# Named Entity Recognition

In this notebook, we'll implement a simple named entity recognition (NER) tagger model and evaluate it on the [CoNLL 2003 shared task](http://www.cnts.ua.ac.be/conll2003/ner/).

In [1]:
import os, sys, re, json, time
import itertools
import collections
from IPython.display import display

# NLTK for NLP utils and corpora
import nltk

# NumPy and TensorFlow
import numpy as np
import tensorflow as tf

# Pandas because pandas are awesome, and for pretty-printing
import pandas as pd
# Set pandas floating point display
pd.set_option('float_format', lambda f: "{0:.04f}".format(f))

# Helper libraries for this notebook
import utils
reload(utils)
import vocabulary
reload(vocabulary)

<module 'vocabulary' from 'vocabulary.pyc'>

## Window-based Tagger Model

For our model, we'll implement a simple window-based model that predicts an entity tag based on the center word and its immediate neighbors.

We'll use a two-layer neural network to do this. It's based on the "Window approach network" in Figure 1 of [Collobert et al. 2011](https://arxiv.org/pdf/1103.0398v1.pdf), and also quite similar to the NPLM model that [we studied in Week 4](../week4/Neural%20Probabilistic%20Language%20Model.ipynb).

Here's a quick sketch, for a window size of $C = 3$:  
![windowtagger.png](windowtagger.png)

As in week 4, our model will have three parts. Let $k = (C-1)/2$:

- **Embedding layer:** $ f^{(i')} = W_{in}[w^{(i')}] $ for each window element $i' \in \{i-k,\ldots, i, \ldots, i+k\}$, and concatenated embeddings $x^{(i)} = [f^{(i-k)},\ldots,f^{(i+k)}]$
- **Hidden layer:** $ h^{(i)} = \tanh(x^{(i)} W_h + b_h) $
- **Output layer:** $\hat{P}(y^{(i)}) = \text{softmax}(h^{(i)} W_{out} + b_{out}) $

Note that as in Week 4 and Assignment 1, we write left multiplication to be more consistent with the TensorFlow implementation.

Our model hyperparameters are:
- `V`: vocabulary size
- `M`: embedding size
- `C`: window size
- `H`: hidden size
- `num_classes`: number of output classes

For CoNLL 2003, `num_classes = 5`: the entity types `PER`, `ORG`, `LOC`, and `MISC`, and the "other" tag `O`.

In [2]:
tf.reset_default_graph()
tf.set_random_seed(42)

##
# Hyperparameters
V = 30000
M = 50
C = 5
H = 100
num_classes = 5

k = int((C - 1) / 2)
assert(C == 2*k + 1)

with tf.name_scope("Inputs"):
  w_ = tf.placeholder(tf.int32, shape=[None, C], name="w")
  y_ = tf.placeholder(tf.int32, shape=[None], name="y")

> [Problems and tasks]:
a) Please translate this sentence from the named entity recognition notebook into Spanish: "For our model, we'll implement a simple window-based model that predicts an entity tag based on the center word and its immediate neighbors."
b) Reproduce part of the named entity recognition notebook word for word. Begin at the words "# NumPy and" and stop after the words "reload(vocabulary)".

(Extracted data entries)
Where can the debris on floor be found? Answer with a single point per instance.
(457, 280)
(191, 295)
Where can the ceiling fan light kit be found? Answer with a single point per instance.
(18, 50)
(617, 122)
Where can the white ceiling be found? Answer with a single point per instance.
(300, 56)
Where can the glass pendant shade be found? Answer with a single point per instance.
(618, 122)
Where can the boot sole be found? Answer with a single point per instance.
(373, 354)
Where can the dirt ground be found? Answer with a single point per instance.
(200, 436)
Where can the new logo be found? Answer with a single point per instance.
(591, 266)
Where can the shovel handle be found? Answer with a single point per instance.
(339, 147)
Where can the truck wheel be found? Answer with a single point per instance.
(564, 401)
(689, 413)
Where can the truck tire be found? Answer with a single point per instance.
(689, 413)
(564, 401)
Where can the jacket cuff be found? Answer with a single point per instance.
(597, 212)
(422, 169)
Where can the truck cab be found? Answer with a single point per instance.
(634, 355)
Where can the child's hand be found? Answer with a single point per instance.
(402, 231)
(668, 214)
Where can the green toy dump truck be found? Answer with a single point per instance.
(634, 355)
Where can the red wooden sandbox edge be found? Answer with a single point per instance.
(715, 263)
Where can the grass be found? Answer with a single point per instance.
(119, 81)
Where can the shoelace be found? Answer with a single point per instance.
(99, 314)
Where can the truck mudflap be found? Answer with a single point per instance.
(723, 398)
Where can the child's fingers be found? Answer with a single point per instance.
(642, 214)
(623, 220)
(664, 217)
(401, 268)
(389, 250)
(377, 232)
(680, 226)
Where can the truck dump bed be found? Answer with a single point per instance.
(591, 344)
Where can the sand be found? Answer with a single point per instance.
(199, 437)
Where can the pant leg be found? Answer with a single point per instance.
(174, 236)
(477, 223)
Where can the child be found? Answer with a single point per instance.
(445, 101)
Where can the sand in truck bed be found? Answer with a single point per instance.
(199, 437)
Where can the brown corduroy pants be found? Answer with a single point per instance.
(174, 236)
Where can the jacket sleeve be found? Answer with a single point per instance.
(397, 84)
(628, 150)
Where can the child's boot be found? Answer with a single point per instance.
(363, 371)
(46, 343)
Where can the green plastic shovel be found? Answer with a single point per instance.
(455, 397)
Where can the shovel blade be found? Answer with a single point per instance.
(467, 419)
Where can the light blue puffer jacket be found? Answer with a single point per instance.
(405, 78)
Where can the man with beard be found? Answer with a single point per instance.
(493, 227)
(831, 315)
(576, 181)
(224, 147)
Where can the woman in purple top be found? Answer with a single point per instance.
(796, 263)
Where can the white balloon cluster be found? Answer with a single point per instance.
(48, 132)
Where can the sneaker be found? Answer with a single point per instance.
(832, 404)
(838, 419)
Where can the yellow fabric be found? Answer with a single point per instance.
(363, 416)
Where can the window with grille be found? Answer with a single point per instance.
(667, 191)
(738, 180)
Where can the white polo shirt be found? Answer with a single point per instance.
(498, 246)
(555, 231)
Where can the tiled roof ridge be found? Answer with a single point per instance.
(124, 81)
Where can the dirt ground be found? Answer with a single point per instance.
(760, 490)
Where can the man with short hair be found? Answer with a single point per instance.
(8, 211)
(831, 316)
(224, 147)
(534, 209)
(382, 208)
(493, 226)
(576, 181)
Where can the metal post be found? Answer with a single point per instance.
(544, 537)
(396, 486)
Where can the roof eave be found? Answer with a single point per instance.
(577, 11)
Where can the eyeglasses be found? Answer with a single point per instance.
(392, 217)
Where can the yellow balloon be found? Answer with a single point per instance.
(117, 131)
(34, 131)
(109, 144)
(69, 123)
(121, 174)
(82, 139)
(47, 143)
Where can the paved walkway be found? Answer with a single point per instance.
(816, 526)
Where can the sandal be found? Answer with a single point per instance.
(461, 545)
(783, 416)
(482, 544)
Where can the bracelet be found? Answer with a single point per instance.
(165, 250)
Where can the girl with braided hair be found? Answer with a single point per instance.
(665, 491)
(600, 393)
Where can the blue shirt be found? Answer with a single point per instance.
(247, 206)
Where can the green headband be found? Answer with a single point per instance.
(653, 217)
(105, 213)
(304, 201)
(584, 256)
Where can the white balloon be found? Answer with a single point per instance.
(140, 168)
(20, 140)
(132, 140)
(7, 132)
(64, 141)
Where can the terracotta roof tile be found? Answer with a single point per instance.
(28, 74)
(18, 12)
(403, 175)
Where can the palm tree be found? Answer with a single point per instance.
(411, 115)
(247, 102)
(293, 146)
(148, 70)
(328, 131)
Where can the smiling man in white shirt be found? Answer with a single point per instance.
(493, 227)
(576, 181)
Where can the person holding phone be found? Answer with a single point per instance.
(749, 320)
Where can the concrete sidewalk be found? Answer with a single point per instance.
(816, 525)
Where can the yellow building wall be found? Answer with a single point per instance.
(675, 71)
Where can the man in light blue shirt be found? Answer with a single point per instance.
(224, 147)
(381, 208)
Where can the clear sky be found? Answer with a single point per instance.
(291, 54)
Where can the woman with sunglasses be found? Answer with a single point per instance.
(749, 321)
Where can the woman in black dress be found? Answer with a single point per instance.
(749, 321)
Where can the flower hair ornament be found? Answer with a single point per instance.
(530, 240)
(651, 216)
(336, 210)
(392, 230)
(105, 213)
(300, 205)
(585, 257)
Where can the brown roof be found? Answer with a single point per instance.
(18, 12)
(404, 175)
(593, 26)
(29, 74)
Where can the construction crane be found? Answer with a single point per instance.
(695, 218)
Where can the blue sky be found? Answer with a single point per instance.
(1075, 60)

> [Answers to the problems]:
a) Para nuestro modelo, implementaremos un modelo sencillo basado en ventanas que predice una etiqueta de entidad a partir de la palabra central y sus vecinas inmediatas.

b)
# NumPy and TensorFlow
import numpy as np
import tensorflow as tf

# Pandas because pandas are awesome, and for pretty-printing
import pandas as pd
# Set pandas floating point display
pd.set_option('float_format', lambda f: "{0:.04f}".format(f))

# Helper libraries for this notebook
import utils
reload(utils)
import vocabulary
reload(vocabulary)